# EXTRACTED INFORMATION
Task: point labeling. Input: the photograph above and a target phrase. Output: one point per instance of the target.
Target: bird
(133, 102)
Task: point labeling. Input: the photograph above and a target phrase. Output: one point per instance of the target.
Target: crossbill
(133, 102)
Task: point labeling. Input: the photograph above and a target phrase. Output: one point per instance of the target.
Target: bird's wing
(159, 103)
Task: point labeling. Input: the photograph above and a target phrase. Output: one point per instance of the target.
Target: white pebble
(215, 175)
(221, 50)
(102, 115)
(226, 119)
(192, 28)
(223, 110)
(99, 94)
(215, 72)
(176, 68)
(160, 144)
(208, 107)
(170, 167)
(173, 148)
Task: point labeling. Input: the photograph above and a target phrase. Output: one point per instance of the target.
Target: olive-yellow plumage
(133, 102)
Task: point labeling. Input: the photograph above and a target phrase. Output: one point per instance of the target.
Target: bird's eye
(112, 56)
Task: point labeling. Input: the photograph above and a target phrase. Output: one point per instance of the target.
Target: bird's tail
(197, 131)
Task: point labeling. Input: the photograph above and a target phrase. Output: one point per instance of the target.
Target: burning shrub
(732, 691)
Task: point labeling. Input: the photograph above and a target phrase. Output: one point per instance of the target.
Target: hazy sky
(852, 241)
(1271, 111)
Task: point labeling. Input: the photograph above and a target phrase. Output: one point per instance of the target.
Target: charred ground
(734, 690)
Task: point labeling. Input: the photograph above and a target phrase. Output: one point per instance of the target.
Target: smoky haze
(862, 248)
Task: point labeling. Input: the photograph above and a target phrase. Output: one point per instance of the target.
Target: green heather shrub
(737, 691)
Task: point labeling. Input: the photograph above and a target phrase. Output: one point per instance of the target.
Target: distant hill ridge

# WHAT TO DO
List each line in the records above that contains the string "bird", matching case exactly.

# CORRECT OUTPUT
Target: bird
Target: bird's wing
Target: bird's eye
Target: bird's tail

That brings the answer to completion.